Stated exercise:
Beginning at the line that contains "Locate every instance of the door" and ending at the last line of the entries, write out each line exactly; include nothing outside that span.

Point annotation dataset records:

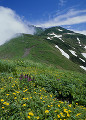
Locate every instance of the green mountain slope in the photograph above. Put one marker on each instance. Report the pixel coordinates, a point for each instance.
(38, 49)
(38, 81)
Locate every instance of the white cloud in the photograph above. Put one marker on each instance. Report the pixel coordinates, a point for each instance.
(70, 18)
(11, 24)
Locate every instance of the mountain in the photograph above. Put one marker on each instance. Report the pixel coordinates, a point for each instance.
(41, 77)
(53, 46)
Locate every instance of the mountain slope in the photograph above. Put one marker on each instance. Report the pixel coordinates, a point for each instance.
(72, 43)
(38, 49)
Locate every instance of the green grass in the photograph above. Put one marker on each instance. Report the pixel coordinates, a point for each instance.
(37, 49)
(53, 94)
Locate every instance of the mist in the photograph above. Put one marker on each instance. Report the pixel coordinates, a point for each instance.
(11, 25)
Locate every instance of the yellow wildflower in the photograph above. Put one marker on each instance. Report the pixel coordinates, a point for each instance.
(37, 117)
(31, 113)
(7, 103)
(40, 97)
(78, 114)
(2, 100)
(50, 95)
(70, 105)
(24, 98)
(15, 97)
(48, 105)
(24, 104)
(46, 111)
(65, 110)
(58, 116)
(29, 117)
(68, 115)
(4, 103)
(76, 103)
(58, 105)
(2, 107)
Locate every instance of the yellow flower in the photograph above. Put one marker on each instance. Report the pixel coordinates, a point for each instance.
(78, 114)
(46, 111)
(15, 97)
(76, 103)
(37, 117)
(58, 116)
(29, 117)
(68, 115)
(48, 105)
(50, 95)
(24, 104)
(40, 97)
(70, 111)
(7, 103)
(2, 107)
(58, 105)
(62, 114)
(24, 98)
(4, 103)
(51, 105)
(56, 110)
(65, 110)
(31, 113)
(2, 100)
(70, 105)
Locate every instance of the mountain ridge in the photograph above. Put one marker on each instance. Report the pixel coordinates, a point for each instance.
(44, 50)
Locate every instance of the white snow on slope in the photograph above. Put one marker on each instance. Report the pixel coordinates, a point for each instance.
(60, 30)
(73, 52)
(79, 41)
(82, 59)
(70, 33)
(58, 36)
(83, 67)
(84, 54)
(63, 53)
(49, 38)
(61, 39)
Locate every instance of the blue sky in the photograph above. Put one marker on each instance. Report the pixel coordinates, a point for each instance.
(70, 14)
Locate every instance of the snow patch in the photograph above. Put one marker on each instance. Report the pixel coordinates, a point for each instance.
(63, 53)
(48, 38)
(61, 39)
(73, 52)
(84, 54)
(58, 36)
(83, 67)
(70, 33)
(85, 47)
(60, 30)
(82, 59)
(79, 41)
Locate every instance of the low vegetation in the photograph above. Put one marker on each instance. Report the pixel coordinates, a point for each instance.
(35, 91)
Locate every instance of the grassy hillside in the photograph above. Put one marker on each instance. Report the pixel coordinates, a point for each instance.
(34, 91)
(38, 49)
(37, 82)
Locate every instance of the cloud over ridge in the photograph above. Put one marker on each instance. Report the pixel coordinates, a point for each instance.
(70, 18)
(11, 24)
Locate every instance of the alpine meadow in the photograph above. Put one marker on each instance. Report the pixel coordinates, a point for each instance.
(43, 76)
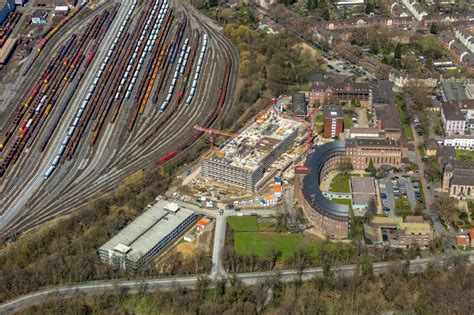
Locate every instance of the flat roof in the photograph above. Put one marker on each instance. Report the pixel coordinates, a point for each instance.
(256, 141)
(140, 236)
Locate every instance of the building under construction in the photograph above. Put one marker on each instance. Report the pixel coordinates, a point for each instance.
(246, 159)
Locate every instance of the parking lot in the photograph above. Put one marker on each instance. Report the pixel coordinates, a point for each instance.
(395, 188)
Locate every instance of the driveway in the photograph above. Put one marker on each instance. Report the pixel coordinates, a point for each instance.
(390, 201)
(410, 191)
(362, 117)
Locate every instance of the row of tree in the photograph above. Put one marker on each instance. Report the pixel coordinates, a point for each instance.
(67, 251)
(435, 291)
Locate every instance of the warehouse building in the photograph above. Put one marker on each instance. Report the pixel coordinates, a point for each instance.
(142, 239)
(333, 121)
(379, 151)
(363, 191)
(243, 161)
(298, 101)
(326, 217)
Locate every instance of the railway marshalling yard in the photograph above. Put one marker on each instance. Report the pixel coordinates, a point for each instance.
(117, 88)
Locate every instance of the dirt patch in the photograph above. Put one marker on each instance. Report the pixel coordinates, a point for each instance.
(186, 249)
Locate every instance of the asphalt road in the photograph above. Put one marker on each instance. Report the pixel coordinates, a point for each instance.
(28, 200)
(160, 284)
(218, 269)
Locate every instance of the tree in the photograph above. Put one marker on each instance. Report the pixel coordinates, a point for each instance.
(371, 168)
(369, 8)
(366, 268)
(212, 3)
(312, 4)
(446, 208)
(326, 15)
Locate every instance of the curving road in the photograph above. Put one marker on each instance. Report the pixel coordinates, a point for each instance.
(157, 284)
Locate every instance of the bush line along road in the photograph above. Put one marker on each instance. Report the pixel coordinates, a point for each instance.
(157, 284)
(98, 136)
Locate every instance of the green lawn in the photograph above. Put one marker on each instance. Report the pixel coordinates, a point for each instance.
(465, 155)
(404, 119)
(343, 201)
(340, 184)
(243, 223)
(260, 244)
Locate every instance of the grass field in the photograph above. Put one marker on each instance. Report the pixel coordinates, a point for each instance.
(260, 244)
(465, 155)
(243, 224)
(347, 121)
(251, 224)
(404, 119)
(340, 184)
(402, 207)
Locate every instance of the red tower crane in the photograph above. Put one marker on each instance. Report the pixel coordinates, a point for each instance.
(212, 132)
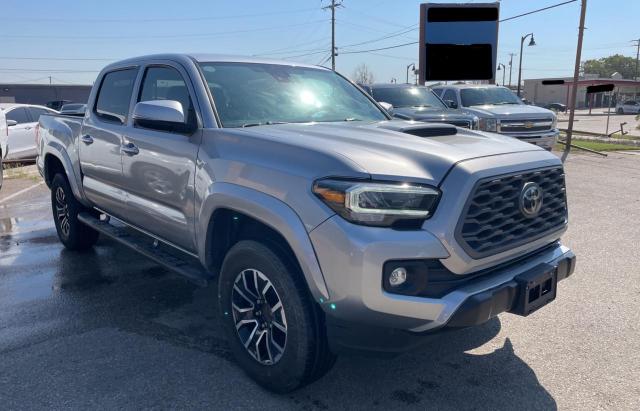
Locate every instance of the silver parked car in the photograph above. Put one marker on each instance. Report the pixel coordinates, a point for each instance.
(327, 225)
(501, 111)
(22, 120)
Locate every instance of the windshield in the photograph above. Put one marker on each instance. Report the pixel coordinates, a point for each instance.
(407, 97)
(250, 94)
(487, 95)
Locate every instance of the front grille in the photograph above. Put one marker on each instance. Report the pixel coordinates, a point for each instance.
(525, 126)
(492, 221)
(460, 123)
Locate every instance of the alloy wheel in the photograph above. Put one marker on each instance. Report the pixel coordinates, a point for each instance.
(259, 316)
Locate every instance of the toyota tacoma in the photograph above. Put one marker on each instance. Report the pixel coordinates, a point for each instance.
(327, 225)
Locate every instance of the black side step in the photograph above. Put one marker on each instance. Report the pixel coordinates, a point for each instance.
(142, 243)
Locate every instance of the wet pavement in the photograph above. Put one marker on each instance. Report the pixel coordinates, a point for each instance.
(110, 329)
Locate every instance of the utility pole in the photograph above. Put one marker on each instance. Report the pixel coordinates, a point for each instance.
(576, 75)
(637, 57)
(510, 66)
(334, 53)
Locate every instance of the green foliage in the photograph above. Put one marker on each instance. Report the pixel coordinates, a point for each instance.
(606, 66)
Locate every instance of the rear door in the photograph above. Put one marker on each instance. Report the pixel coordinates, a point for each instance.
(21, 142)
(159, 166)
(101, 140)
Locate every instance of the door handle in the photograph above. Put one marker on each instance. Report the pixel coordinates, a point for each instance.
(130, 149)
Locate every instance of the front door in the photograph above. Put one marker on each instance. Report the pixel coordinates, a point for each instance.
(101, 141)
(159, 166)
(21, 142)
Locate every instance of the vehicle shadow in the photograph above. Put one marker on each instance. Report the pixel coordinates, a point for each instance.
(440, 375)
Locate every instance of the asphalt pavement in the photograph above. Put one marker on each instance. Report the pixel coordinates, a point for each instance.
(109, 329)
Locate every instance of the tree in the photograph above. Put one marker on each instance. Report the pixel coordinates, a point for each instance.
(362, 74)
(606, 66)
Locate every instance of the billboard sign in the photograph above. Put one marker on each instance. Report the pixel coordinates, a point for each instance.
(458, 41)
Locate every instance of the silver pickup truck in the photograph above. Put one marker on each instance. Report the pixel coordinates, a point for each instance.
(327, 225)
(501, 111)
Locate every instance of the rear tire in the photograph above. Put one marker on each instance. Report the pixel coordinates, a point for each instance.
(274, 329)
(72, 233)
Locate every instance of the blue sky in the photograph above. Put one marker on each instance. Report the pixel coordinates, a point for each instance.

Task output:
Locate every instance of the door handle in the photograph above. Put one marker on each instance. Report the pixel coordinates, a point for each instance.
(130, 149)
Locate every instance of the front door in the photograph above. Put one marker on each instance. Report the pixel coordinates, a point for each instance.
(101, 141)
(159, 166)
(21, 142)
Locate every instance of the vehicle shadow in the photograph above. Put one marker on each instance. Report the pixel coordinates, a point for each instance.
(440, 375)
Locate every instance of the asphalt pavement in the photograph above. Put one marker on each instance. Report the pixel coordinates, a point for each instance.
(109, 329)
Locate every instance of the tree in the photograph above. Put one marker on each instance. Report the pixel coordinates, a point for each instance.
(362, 74)
(606, 66)
Locate every instance of the billboard sign in the photograph above. Put one marker on each instance. Report the pixel coordinates, a point for each instance.
(458, 41)
Locate every instance of the silver pickup truck in the photograph above. Put one marker on each instance. Report the pixel coordinates, a point for each instance.
(327, 225)
(501, 111)
Locate every instance of the rear tire in the photograph above. Put one marker on each instance. Report the pixel coordinates, a point for each instance.
(274, 329)
(72, 233)
Locate every instance of the blue sky in the photograph above. Put one marker on each instance. Report the pixel coordinates, a point for each instance.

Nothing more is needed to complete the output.